— TASK PROMPT —
Skip the images and copy each record exactly as written.

— THE DATA —
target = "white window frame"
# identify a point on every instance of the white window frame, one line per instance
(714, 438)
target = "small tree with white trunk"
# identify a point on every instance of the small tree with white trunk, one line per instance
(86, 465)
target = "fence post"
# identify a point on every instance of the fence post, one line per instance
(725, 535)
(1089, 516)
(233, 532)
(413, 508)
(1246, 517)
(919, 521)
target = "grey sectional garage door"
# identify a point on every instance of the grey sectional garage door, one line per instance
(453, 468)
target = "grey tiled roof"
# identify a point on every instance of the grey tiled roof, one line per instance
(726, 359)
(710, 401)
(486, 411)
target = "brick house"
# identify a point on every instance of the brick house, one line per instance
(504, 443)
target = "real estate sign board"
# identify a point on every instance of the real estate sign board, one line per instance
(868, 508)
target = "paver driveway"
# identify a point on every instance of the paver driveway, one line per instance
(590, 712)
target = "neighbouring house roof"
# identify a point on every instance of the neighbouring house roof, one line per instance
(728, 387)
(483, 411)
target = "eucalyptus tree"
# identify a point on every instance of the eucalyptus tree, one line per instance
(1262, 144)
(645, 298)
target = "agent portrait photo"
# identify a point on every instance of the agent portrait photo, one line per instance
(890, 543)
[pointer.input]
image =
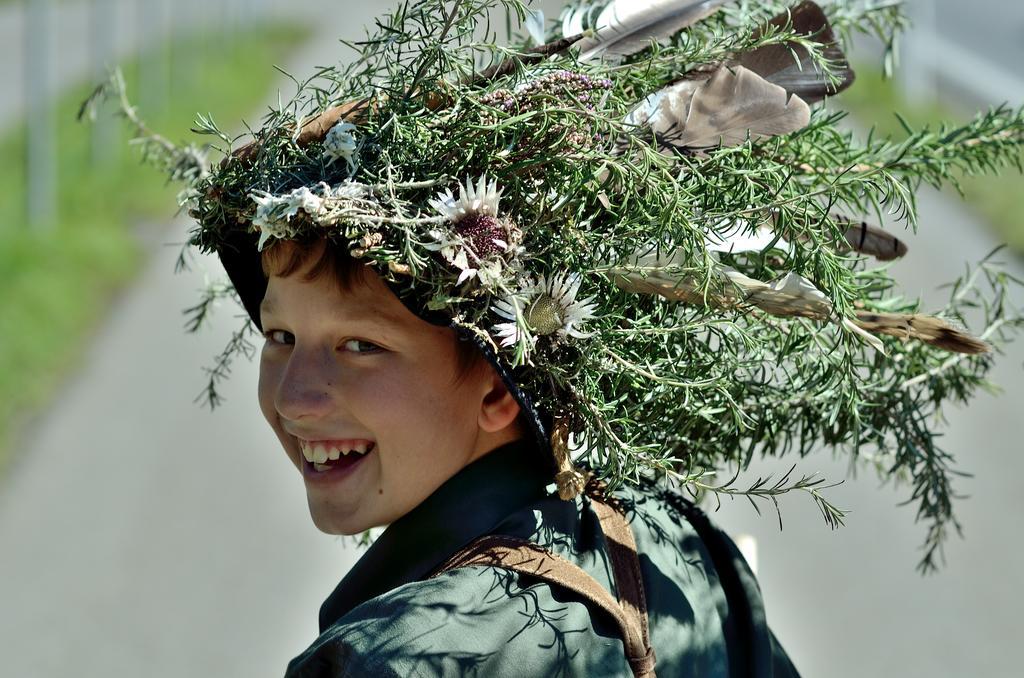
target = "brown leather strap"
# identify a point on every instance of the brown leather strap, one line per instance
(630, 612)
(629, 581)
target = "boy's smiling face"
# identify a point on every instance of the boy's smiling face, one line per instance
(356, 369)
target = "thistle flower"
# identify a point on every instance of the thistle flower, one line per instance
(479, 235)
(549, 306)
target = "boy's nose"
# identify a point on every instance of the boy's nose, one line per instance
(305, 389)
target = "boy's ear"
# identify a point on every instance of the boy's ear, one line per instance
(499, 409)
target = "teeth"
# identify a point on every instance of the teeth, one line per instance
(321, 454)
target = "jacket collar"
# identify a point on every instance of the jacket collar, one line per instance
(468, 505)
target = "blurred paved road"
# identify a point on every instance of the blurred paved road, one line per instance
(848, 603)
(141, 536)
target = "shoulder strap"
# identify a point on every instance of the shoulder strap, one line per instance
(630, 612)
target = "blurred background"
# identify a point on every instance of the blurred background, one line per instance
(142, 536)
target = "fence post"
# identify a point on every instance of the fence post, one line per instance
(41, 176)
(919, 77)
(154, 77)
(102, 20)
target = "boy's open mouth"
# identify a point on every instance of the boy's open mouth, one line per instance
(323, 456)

— TASK RESULT —
target = "white window frame"
# identify a point on every instance of the white window frame, one line per instance
(714, 438)
target = "small tree with white trunk"
# identify a point on every instance of the small tree with white trunk, one line per instance
(86, 465)
target = "fence post"
# identify a point on every instance of the fence post, one line per instance
(725, 535)
(1089, 516)
(233, 532)
(413, 508)
(1246, 517)
(919, 521)
target = "grey sectional garage door"
# identify a point on every instance of the grey sectional garage door, one line per instance
(453, 468)
target = "grey tiled roof"
# identify a point on every instance of the grey tiled roof, one line per instance
(726, 359)
(710, 401)
(486, 411)
target = "brick house"
# identify a point on every instance of the brick house, one line per instance
(504, 443)
target = "real estate sign board"
# identify a point on every instance of the real estate sign board, one line per instance
(868, 508)
target = "paver driveway"
# identify a point on every instance of the paver driveway, one line per instance
(590, 712)
target = "neighbouring house roof"
# identify a point on every instance of the neighbouring house roof, one line per instance
(728, 387)
(483, 411)
target = "eucalyptus tree"
# identify a point on every instance of the eucalyptus tree, one line per instance
(1262, 144)
(645, 298)
target = "agent portrait photo"
# identify a point on every instance of the agent portrait photo, one line per instance
(890, 543)
[pointer.input]
image =
target = "brown leather strap"
# identify a point on every instance of the brown leather strap, one line per instance
(630, 612)
(629, 581)
target = "boy's smiling face"
# identify a point on every instance of the boy's smiling face, one line per instance
(356, 369)
target = "thistle flower"
# identify a point on every instance of the thistle flower, one line per instance
(479, 235)
(549, 306)
target = "boy's nose"
# identify a point on every instance of the boy's nose, one line per instance
(305, 389)
target = "boy's ear"
# identify a point on every instance of the boy's ear, one line per instance
(499, 409)
target = "teeth"
# identify a point on every instance of the teeth, one line per instance
(321, 454)
target = "jacket collar"
# identify a point on every instance of the jacket collar, one line per instance
(468, 505)
target = "blurred paved road"
# identify a point on every instance of the blurred paved road, one line per instance
(848, 603)
(141, 536)
target = "shoulder strap"
# identify a point on every instance of the shoulder strap, one line per instance
(630, 612)
target = "blurred background"
# identify a point on every instance of the blurred background, one line per instance
(142, 536)
target = "fence post"
# identify a point on every instance of the fence post, one line per instance
(41, 176)
(919, 77)
(154, 77)
(102, 20)
target = "boy's open mouth"
# identify a point on every instance of the boy's open mouth, one line per instance
(323, 456)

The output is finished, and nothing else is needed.